Excerpt provided:

______________________________

Cornalon is bounded on the north by Gorteennaglogh townland, on the south by Derryrealt townland, on the west by Drumcask, Gubrimmaddera and Knockranny townlands and on the east by Furnaceland and Gorteen (Kinawley) townlands. Its chief geographical features are the hill after which the townland is named which reaches a height of 324 feet, the River Cladagh (Swanlinbar), small rivulets and dug wells. Cornalon is traversed by minor public roads and rural lanes. The townland covers 104 statute acres.

==History==

In medieval times Cornalon was owned by the McGovern Clan and formed part of a ballybetagh spelled (variously) Aghycloony, Aghcloone, Nacloone, Naclone and Noclone (Irish derived place name Áth Chluain, meaning ‘The Ford of the Meadow’). The 1609 Baronial Map depicts the ballybetagh as Naclone.

The townland then formed part of the Crofton estate until the late 19th century. The Crofton Estate papers are in the National Library of Ireland, MS 20,773-20,806 & D 26,886-27,010.

The 1821 Census of Ireland spells the name as Cornalun and states- containing 70 acres arable land & 5 acres bog.

The 1825 Tithe Applotment Books spell the name as Cornalun.

______________________________

Dataset entries:
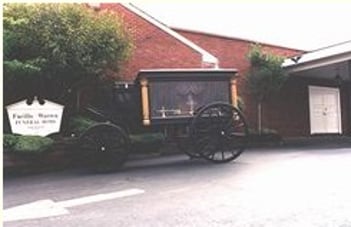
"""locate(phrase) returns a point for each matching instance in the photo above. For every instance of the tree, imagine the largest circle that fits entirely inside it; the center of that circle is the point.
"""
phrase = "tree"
(265, 77)
(50, 48)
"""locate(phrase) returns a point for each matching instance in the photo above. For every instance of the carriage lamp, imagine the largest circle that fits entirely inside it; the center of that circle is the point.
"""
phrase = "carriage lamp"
(191, 104)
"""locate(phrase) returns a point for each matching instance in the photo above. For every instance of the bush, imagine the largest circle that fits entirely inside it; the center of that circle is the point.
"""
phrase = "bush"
(27, 144)
(9, 141)
(80, 124)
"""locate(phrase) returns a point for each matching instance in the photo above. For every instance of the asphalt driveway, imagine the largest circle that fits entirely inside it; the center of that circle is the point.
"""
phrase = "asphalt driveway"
(263, 187)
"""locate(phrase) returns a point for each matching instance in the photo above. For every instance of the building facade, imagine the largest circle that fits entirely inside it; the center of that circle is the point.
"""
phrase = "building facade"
(289, 113)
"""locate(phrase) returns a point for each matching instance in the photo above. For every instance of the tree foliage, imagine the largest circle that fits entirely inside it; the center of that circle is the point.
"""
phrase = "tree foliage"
(60, 44)
(266, 76)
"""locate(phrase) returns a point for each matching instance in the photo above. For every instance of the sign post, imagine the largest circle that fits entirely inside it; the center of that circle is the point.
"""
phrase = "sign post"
(35, 119)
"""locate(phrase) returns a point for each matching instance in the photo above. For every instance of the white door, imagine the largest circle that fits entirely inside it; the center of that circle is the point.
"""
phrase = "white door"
(325, 115)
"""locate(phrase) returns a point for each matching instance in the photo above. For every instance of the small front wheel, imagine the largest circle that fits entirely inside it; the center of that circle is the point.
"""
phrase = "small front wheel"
(219, 132)
(105, 147)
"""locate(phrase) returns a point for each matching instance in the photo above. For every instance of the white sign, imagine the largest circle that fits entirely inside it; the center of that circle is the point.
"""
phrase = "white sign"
(35, 119)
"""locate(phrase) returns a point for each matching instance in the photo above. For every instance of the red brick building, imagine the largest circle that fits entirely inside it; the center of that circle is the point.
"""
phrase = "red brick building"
(158, 46)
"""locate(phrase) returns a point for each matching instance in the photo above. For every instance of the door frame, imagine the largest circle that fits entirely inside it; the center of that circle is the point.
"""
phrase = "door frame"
(321, 89)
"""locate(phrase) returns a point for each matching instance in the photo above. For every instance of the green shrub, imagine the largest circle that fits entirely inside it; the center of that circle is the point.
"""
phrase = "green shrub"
(27, 144)
(80, 124)
(9, 141)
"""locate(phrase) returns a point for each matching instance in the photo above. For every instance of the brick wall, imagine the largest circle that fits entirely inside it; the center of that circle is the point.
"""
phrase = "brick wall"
(232, 53)
(153, 48)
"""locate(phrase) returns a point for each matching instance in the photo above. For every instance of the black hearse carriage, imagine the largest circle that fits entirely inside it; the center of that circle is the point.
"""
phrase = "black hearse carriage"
(195, 107)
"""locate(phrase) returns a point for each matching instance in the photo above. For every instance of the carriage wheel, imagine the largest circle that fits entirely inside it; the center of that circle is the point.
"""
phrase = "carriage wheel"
(105, 147)
(219, 132)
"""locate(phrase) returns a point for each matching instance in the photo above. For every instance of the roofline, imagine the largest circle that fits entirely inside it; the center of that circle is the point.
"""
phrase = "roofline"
(233, 37)
(206, 56)
(320, 57)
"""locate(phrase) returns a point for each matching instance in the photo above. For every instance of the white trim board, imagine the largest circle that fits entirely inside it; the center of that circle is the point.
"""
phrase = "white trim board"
(324, 110)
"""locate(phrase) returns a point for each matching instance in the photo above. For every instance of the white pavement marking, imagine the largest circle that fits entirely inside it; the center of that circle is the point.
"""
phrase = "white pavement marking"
(99, 197)
(48, 208)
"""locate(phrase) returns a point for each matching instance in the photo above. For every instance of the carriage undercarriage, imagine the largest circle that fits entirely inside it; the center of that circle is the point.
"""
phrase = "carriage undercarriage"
(215, 130)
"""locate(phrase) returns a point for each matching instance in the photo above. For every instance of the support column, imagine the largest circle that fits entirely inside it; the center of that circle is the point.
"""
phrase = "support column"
(234, 92)
(145, 101)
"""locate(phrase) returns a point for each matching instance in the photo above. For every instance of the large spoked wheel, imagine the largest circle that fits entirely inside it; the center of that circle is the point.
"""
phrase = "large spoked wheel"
(219, 132)
(105, 147)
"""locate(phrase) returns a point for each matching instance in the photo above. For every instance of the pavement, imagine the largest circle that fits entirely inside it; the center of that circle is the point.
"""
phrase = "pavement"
(293, 187)
(63, 159)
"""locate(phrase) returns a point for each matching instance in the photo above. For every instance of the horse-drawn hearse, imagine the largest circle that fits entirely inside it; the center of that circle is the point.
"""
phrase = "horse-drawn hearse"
(197, 108)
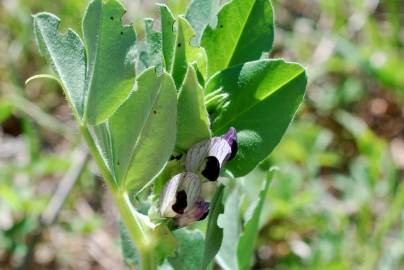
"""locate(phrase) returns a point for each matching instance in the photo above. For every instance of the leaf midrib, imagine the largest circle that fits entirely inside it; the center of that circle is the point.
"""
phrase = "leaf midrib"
(280, 86)
(91, 67)
(141, 135)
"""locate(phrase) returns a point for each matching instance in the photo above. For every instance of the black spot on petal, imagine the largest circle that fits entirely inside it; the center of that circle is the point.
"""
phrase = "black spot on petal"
(234, 149)
(212, 168)
(204, 216)
(180, 202)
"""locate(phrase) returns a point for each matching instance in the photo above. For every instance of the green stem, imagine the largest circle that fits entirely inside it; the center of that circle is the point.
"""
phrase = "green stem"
(141, 234)
(135, 223)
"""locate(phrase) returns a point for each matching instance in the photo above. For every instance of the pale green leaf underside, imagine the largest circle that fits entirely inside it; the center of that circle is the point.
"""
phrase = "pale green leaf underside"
(110, 73)
(200, 13)
(214, 233)
(263, 97)
(168, 36)
(231, 224)
(97, 78)
(67, 56)
(244, 30)
(192, 118)
(142, 131)
(190, 250)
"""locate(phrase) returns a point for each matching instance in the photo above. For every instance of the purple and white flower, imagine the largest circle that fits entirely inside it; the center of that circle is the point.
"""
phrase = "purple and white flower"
(181, 197)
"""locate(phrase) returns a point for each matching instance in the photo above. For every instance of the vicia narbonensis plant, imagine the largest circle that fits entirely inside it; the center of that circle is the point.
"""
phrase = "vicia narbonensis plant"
(203, 108)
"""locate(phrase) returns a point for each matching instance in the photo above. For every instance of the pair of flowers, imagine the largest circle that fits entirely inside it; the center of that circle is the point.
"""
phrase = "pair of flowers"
(181, 196)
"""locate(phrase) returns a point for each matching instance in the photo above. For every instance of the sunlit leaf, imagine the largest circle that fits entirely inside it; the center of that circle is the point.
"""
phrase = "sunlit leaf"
(110, 73)
(67, 56)
(244, 30)
(262, 99)
(192, 119)
(214, 234)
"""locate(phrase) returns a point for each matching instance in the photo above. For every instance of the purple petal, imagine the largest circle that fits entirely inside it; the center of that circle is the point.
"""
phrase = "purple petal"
(179, 194)
(198, 212)
(231, 138)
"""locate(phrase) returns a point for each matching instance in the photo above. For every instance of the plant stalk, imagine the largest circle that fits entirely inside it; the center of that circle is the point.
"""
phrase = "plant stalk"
(139, 230)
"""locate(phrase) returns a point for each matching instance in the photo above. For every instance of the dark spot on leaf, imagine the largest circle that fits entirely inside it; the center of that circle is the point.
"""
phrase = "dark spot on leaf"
(212, 168)
(204, 216)
(180, 202)
(177, 157)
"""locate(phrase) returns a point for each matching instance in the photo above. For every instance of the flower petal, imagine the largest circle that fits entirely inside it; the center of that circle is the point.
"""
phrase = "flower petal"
(199, 211)
(231, 138)
(179, 194)
(212, 168)
(197, 156)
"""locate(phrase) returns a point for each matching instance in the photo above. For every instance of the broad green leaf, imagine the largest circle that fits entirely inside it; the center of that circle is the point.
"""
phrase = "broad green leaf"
(142, 131)
(186, 53)
(192, 118)
(214, 234)
(231, 224)
(244, 30)
(262, 99)
(129, 251)
(153, 41)
(190, 250)
(200, 13)
(168, 36)
(245, 248)
(67, 56)
(110, 73)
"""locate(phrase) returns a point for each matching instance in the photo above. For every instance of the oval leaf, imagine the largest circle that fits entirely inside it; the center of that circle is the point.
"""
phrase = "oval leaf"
(263, 97)
(245, 29)
(192, 118)
(111, 73)
(67, 56)
(143, 129)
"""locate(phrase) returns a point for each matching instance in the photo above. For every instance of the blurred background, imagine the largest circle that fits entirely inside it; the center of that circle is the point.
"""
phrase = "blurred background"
(336, 202)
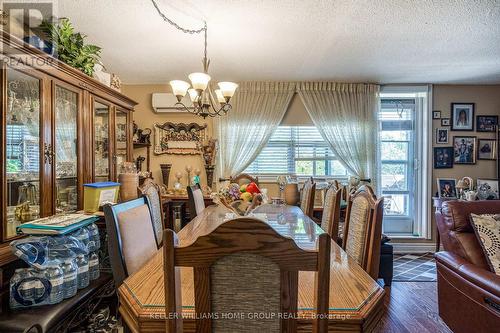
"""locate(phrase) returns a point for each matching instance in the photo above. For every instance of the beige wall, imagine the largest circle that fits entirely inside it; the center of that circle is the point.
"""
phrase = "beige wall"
(487, 100)
(145, 117)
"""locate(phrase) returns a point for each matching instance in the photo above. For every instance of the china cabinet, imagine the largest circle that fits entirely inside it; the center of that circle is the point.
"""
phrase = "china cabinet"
(59, 130)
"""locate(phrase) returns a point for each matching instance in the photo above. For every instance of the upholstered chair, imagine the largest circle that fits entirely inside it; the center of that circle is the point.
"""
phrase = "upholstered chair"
(256, 271)
(244, 178)
(131, 237)
(195, 201)
(151, 190)
(363, 229)
(331, 212)
(307, 197)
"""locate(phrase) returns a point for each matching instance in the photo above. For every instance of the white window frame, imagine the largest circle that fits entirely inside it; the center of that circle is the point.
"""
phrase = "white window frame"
(422, 227)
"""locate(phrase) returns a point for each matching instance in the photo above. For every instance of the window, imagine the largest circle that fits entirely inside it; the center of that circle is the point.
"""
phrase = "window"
(297, 150)
(397, 156)
(403, 124)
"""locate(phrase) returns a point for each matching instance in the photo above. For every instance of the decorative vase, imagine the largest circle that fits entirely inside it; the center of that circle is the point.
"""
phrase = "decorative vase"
(209, 169)
(165, 172)
(292, 194)
(129, 182)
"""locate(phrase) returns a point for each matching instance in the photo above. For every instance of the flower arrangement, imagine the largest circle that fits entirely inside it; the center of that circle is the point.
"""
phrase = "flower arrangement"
(240, 199)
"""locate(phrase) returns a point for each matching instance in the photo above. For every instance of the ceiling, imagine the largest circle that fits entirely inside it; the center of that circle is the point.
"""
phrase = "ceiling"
(384, 41)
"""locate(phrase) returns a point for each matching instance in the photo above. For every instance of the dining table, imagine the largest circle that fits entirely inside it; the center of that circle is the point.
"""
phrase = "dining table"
(355, 301)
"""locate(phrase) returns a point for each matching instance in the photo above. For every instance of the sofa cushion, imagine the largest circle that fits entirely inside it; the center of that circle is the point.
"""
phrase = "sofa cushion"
(487, 228)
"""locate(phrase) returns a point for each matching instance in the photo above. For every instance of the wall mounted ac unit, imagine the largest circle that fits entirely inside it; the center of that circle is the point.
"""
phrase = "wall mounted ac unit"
(165, 102)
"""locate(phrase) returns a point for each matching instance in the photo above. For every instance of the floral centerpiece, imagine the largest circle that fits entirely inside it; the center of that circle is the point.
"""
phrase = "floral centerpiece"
(242, 200)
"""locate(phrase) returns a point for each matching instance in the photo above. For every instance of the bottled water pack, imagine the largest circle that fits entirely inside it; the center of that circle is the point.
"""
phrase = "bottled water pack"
(59, 265)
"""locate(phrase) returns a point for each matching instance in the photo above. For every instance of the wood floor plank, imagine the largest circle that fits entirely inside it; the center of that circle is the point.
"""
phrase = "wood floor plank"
(411, 307)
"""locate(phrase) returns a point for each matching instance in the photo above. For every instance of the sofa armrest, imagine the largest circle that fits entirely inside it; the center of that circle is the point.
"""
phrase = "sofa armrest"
(484, 279)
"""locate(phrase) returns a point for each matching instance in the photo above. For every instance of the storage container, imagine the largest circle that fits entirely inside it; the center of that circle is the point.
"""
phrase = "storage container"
(96, 195)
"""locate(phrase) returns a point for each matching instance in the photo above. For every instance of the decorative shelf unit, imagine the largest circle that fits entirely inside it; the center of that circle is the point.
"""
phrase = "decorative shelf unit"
(139, 145)
(59, 130)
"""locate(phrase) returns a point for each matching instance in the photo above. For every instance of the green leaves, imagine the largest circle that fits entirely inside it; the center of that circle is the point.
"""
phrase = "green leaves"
(71, 47)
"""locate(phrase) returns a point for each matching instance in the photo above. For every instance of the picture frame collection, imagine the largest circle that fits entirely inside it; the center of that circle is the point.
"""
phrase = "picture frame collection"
(486, 189)
(464, 149)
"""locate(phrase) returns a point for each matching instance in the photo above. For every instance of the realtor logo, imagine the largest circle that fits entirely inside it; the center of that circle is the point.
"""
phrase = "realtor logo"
(22, 19)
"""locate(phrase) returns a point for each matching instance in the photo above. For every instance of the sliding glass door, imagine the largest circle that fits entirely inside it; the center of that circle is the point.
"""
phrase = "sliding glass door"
(403, 158)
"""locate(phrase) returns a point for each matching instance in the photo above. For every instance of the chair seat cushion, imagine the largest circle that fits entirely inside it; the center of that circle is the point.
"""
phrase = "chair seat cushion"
(137, 236)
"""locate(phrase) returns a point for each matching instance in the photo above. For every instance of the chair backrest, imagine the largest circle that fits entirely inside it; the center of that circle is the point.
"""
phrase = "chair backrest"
(363, 229)
(131, 239)
(152, 191)
(307, 197)
(331, 211)
(195, 200)
(244, 178)
(256, 271)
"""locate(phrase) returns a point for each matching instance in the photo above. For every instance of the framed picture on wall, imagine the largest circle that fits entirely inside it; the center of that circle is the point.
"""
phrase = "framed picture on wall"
(462, 116)
(464, 149)
(441, 136)
(443, 157)
(486, 123)
(447, 187)
(487, 189)
(486, 149)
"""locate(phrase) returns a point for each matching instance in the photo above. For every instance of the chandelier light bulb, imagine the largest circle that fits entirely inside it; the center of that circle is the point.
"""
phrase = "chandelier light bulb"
(199, 80)
(193, 94)
(220, 97)
(179, 88)
(228, 89)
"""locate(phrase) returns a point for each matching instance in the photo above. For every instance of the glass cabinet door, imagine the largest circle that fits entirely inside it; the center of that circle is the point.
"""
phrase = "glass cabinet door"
(65, 147)
(121, 142)
(22, 150)
(101, 142)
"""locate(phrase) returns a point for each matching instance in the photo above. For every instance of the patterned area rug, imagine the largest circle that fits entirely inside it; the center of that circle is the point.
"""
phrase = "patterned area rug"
(414, 268)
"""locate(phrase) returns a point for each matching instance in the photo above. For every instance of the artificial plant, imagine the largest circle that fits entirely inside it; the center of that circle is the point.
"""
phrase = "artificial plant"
(70, 47)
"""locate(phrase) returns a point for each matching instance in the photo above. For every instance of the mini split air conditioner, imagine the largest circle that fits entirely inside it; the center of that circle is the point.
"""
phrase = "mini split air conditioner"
(165, 102)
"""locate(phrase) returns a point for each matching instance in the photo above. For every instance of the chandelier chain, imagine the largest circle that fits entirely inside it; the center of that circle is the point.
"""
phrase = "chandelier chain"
(184, 30)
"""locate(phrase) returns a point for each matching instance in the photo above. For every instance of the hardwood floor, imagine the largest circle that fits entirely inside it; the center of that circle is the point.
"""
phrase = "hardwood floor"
(411, 307)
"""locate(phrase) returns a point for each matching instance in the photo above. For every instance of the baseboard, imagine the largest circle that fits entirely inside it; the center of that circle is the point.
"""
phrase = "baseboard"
(413, 247)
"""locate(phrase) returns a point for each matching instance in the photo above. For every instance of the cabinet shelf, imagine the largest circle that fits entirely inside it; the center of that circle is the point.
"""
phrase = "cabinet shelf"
(141, 145)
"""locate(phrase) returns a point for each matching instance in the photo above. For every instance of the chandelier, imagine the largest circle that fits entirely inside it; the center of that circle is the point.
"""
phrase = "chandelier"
(205, 104)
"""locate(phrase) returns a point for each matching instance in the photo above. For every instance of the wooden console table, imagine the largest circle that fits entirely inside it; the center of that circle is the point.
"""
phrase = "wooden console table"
(356, 300)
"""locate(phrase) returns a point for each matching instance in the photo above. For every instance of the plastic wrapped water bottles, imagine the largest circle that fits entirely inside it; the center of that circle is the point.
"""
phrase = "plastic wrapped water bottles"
(54, 275)
(94, 239)
(70, 271)
(82, 235)
(94, 266)
(28, 287)
(59, 265)
(82, 278)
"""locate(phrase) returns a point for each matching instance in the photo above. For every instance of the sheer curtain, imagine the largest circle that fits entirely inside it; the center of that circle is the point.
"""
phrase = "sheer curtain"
(258, 108)
(346, 116)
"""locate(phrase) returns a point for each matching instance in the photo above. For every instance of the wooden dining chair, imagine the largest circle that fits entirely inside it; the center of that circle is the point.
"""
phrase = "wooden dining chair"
(331, 211)
(255, 271)
(196, 203)
(307, 197)
(152, 191)
(131, 237)
(363, 229)
(244, 178)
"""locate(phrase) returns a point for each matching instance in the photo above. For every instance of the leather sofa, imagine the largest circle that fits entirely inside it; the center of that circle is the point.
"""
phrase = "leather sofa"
(468, 291)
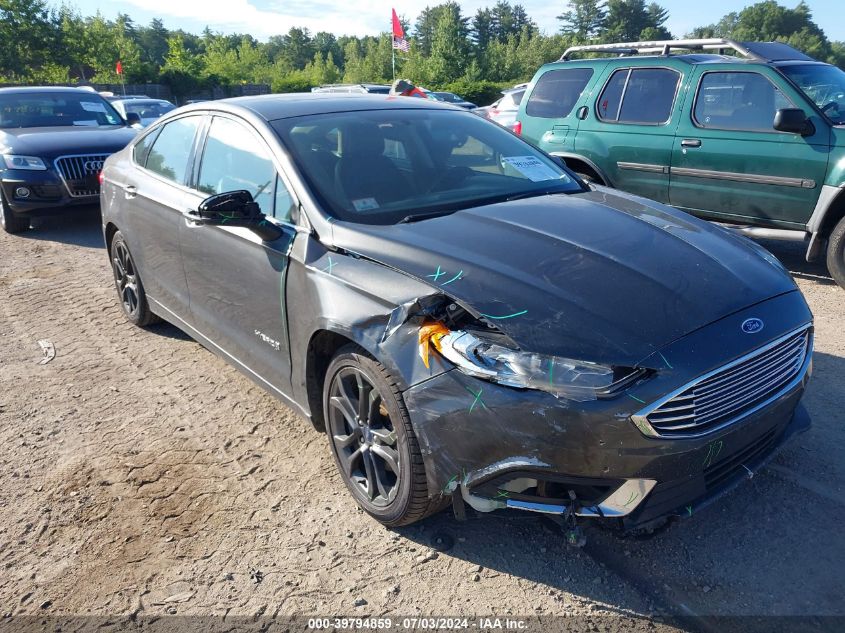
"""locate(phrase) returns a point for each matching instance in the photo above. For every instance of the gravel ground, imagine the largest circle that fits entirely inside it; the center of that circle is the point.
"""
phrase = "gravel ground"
(141, 475)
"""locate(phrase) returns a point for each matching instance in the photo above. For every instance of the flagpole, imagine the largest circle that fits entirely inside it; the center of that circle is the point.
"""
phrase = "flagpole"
(392, 48)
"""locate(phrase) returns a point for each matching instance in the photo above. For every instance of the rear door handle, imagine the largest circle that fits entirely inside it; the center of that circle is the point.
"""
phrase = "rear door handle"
(191, 216)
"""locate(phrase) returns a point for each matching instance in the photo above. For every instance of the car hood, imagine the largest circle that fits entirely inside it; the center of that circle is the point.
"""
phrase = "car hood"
(57, 141)
(598, 276)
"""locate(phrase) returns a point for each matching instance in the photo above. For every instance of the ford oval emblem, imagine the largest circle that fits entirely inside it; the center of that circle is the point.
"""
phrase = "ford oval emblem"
(752, 326)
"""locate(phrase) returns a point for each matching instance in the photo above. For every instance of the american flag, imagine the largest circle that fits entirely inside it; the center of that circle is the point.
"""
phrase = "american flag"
(399, 41)
(401, 44)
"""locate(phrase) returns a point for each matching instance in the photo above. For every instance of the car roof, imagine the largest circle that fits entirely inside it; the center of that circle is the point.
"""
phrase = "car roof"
(140, 101)
(283, 106)
(43, 89)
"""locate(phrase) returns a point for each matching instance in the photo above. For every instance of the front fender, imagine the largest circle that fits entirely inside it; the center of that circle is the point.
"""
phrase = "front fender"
(363, 301)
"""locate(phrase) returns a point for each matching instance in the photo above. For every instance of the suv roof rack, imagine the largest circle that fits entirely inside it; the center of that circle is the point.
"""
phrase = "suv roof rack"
(664, 47)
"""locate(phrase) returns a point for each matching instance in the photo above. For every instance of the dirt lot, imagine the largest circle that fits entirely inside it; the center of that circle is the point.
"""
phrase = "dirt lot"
(140, 474)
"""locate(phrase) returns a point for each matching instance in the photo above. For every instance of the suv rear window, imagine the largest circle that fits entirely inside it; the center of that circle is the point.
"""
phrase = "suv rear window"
(639, 95)
(738, 101)
(557, 92)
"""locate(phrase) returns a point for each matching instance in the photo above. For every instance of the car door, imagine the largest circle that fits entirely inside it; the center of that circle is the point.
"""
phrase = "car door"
(549, 118)
(237, 280)
(629, 131)
(729, 163)
(155, 192)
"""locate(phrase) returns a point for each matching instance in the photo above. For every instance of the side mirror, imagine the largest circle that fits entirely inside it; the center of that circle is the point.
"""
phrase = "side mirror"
(793, 120)
(237, 208)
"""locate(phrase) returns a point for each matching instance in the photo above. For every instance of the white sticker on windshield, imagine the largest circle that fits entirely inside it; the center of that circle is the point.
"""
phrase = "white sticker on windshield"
(365, 204)
(531, 167)
(91, 106)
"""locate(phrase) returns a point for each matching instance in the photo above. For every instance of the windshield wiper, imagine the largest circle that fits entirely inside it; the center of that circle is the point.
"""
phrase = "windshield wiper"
(418, 217)
(536, 193)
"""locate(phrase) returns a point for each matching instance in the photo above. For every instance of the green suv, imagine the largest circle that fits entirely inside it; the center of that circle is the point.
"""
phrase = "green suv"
(748, 134)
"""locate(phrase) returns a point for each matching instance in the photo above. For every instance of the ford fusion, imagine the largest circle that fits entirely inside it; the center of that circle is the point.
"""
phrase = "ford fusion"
(467, 321)
(53, 142)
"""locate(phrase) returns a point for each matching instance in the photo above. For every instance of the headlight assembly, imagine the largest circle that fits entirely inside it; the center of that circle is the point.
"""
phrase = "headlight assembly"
(562, 377)
(32, 163)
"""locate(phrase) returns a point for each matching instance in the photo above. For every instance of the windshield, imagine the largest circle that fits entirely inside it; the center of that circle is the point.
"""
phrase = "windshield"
(149, 109)
(33, 109)
(824, 85)
(387, 166)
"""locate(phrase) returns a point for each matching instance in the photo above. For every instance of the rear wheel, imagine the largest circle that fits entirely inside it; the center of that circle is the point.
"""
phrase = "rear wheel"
(372, 440)
(836, 253)
(130, 290)
(10, 222)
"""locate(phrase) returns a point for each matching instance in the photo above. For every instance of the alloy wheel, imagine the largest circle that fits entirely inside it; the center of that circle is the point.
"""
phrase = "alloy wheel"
(364, 436)
(125, 278)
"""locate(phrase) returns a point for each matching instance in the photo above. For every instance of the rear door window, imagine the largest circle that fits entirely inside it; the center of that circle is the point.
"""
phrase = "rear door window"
(639, 95)
(738, 101)
(171, 149)
(557, 92)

______________________________

Work instructions:
[1] In the text about Cornalon townland, swap "bog" for "peatland" in the passage starting at "The townland then" and ending at "5 acres bog.".
[2] Extend the text about Cornalon townland, picking up after its final sentence.
The listing has nothing to do with what you're asked to do here.

Outputs by task:
[1]
The townland then formed part of the Crofton estate until the late 19th century. The Crofton Estate papers are in the National Library of Ireland, MS 20,773-20,806 & D 26,886-27,010.

The 1821 Census of Ireland spells the name as Cornalun and states- containing 70 acres arable land & 5 acres peatland.

[2]
The 1836 Ordnance Survey Namebooks state- lime is procured and is used for building & manure.

The Cornalon Valuation Office Field books are available for August 1838.

Griffith's Valuation lists five landholders in the townland.

Cornalon folklore is found in the 1938 Dúchas collection.

==Census==

| Year | Population | Males | Females | Total Houses | Uninhabited |
|---|---|---|---|---|---|
| 1841 | 41 | 15 | 26 | 8 | 0 |
| 1851 | 43 | 25 | 18 | 8 | 0 |
| 1861 | 37 | 19 | 18 | 8 | 0 |
| 1871 | 27 | 15 | 12 | 6 | 1 |
| 1881 | 28 | 16 | 12 | 6 | 0 |
| 1891 | 23 | 8 | 15 | 5 | 0 |

In the Census of Ireland 1821 there are seventeen families listed in the townland.

In the 1901 census of Ireland, there are four families listed in the townland.

In the 1911 census of Ireland, there are four families listed in the townland.